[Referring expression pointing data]
********************

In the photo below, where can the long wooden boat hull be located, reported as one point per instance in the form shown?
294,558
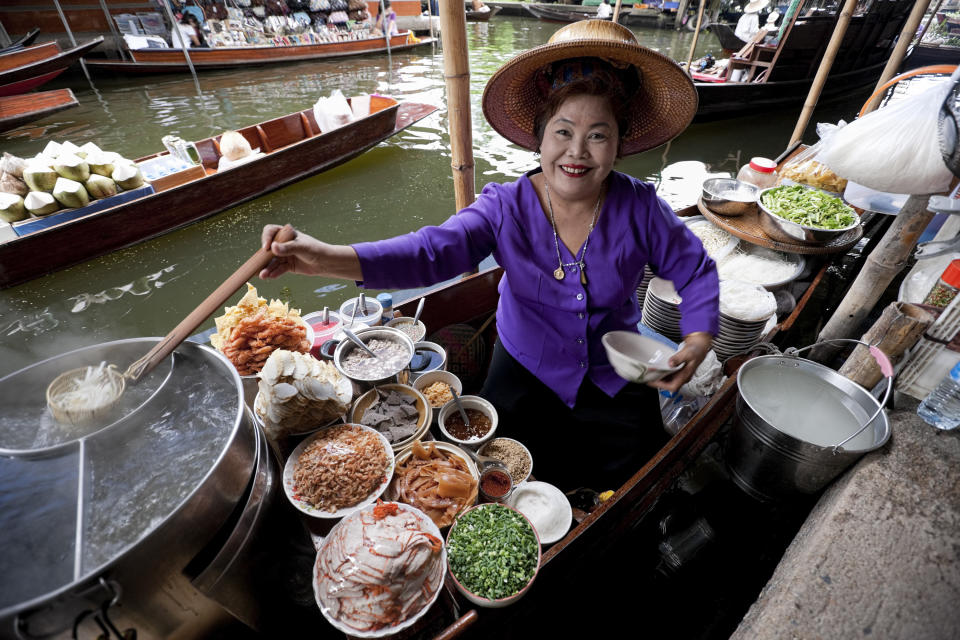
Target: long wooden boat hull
173,60
31,75
732,99
482,16
72,242
20,109
25,41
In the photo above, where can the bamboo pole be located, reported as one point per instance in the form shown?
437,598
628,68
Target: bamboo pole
926,25
881,267
456,73
696,33
896,58
897,329
826,64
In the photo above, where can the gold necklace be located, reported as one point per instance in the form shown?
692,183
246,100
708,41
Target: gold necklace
578,260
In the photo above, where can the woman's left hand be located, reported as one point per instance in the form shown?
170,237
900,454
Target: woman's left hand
695,348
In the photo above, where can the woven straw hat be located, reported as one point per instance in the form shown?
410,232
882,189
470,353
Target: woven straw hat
662,107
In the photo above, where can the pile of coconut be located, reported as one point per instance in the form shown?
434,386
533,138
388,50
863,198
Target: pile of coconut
62,176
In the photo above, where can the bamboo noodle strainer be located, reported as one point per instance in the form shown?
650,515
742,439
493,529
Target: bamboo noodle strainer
113,382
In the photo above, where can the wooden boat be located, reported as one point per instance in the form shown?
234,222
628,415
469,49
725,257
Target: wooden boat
27,107
482,16
173,60
728,39
294,148
472,301
780,75
925,55
24,41
26,69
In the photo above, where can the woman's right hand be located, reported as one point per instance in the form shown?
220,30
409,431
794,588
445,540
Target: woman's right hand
306,255
303,254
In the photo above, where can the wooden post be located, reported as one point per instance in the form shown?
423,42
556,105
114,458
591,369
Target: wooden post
696,33
681,12
456,72
900,326
926,25
879,270
825,65
896,58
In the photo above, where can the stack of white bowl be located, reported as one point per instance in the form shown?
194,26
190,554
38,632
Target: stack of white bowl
644,283
661,313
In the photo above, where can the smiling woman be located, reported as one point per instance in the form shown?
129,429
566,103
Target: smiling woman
589,95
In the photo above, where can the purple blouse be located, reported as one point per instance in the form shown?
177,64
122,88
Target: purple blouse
553,327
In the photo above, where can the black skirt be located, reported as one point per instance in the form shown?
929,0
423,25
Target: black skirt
599,443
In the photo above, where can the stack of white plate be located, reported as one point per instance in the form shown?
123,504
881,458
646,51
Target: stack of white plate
644,283
736,336
660,310
661,313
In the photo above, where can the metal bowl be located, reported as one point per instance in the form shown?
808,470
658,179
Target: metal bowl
729,197
787,231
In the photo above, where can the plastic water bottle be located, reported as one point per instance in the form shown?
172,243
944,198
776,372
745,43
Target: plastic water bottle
942,407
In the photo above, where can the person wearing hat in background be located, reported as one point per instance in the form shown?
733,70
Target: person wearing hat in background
573,237
749,23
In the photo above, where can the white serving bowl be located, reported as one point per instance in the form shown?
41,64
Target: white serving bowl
428,378
468,402
638,358
500,602
425,417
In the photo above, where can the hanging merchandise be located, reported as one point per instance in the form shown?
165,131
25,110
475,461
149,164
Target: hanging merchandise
895,148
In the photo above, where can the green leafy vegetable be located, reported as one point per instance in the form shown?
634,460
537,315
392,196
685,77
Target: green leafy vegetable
492,551
809,207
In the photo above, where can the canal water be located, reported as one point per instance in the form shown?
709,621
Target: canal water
397,187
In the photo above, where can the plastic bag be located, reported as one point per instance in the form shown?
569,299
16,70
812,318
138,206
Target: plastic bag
806,168
894,149
333,112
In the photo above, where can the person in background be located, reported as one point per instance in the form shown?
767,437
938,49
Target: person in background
573,237
190,31
390,27
749,23
605,11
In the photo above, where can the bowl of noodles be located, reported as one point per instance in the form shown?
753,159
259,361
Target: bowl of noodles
436,477
338,470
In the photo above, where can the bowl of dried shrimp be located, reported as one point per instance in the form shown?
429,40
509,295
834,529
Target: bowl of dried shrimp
436,477
338,470
365,594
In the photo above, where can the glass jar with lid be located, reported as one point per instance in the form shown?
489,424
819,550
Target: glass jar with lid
760,172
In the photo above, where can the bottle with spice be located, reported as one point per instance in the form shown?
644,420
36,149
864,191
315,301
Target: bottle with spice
760,172
946,287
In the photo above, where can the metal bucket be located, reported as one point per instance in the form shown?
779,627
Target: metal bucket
793,415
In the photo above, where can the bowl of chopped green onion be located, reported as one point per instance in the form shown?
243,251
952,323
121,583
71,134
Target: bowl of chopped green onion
493,554
801,214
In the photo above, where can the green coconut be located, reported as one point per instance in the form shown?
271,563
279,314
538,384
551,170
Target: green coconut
11,207
71,193
40,203
127,176
100,163
53,149
100,186
72,167
68,147
39,177
87,149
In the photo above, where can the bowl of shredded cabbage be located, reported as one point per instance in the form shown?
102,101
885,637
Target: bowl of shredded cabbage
800,214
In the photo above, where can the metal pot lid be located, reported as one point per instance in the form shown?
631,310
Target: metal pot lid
71,502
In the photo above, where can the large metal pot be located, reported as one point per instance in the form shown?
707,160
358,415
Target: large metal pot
791,415
119,514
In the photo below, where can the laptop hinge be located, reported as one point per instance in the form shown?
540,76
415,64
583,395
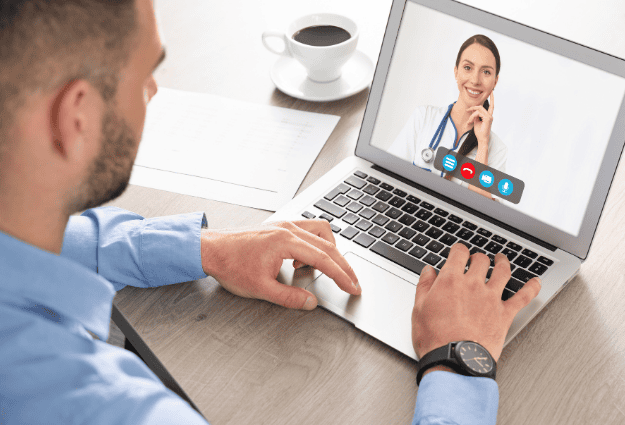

********************

Requirement » Reproduce every line above containing "below".

Task response »
In the photo below, where can the long wooden boat hull be located, reported as one point per instance in the form shown?
In the photo below, where can the laptop hinge be located, reported as one point per instance in the form shown?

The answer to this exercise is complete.